===== DOCUMENT SECTION

When to pick neither

Both are agent-based — every device joining the mesh runs a client. For SMB multi-branch businesses with devices that can't run an agent (POS terminals, IP cameras, printers, BACnet thermostats), the agent model doesn't fit. The right shape is router-based managed WireGuard: the tunnel terminates on the router so every LAN device joins automatically.

MeshWG is built for that shape specifically. Per-router pricing instead of per-user, generated paste-ready config for 8 router-firmware families, CGNAT relay built in. 10 branches with 100 staff = $42/month on MeshWG vs $600/month on Tailscale Business or $500/month on NetBird Cloud.

Frequently asked questions

Is NetBird a Tailscale clone?

==========
===== RECORD SET

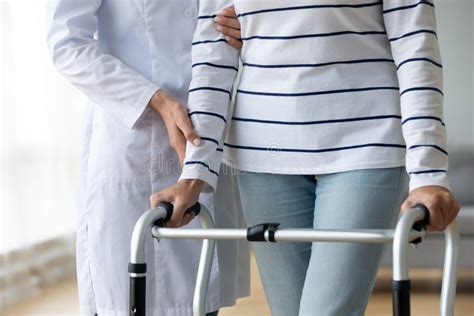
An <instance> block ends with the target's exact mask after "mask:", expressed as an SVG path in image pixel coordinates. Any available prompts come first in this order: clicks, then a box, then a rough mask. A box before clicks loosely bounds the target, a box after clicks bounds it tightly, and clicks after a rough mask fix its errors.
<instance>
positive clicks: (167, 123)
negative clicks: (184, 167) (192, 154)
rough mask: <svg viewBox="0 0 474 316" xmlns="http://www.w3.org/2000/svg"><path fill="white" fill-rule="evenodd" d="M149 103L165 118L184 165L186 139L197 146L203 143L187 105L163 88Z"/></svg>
mask: <svg viewBox="0 0 474 316" xmlns="http://www.w3.org/2000/svg"><path fill="white" fill-rule="evenodd" d="M149 105H150V106H151V107H152V108H153V109H154V110H155V111H157V112H158V113H159V114H160V115H161V117H162V118H163V121H164V123H165V126H166V130H167V131H168V138H169V141H170V144H171V147H173V149H174V150H176V153H177V154H178V157H179V162H180V164H181V165H182V163H183V161H184V156H185V153H186V140H188V141H189V142H191V143H193V144H194V145H196V146H199V145H200V144H201V139H200V138H199V135H198V133H197V132H196V131H195V130H194V128H193V124H192V122H191V119H190V118H189V115H188V111H187V109H186V107H185V106H183V105H182V104H181V103H179V101H178V100H176V99H175V98H174V97H173V96H172V95H170V94H169V93H167V92H166V91H163V90H158V91H157V92H156V93H155V95H154V96H153V97H152V98H151V100H150V104H149Z"/></svg>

==========

__ACTIVITY LIST__
(a) In the passage above on when to pick neither, how many router-firmware families does MeshWG make paste-ready config for?
(b) From the passage above on when to pick neither, copy word for word the stretch from "MeshWG is built" through "on NetBird Cloud.".

__RESPONSE LIST__
(a) 8

(b)
MeshWG is built for that shape specifically. Per-router pricing instead of per-user, generated paste-ready config for 8 router-firmware families, CGNAT relay built in. 10 branches with 100 staff = $42/month on MeshWG vs $600/month on Tailscale Business or $500/month on NetBird Cloud.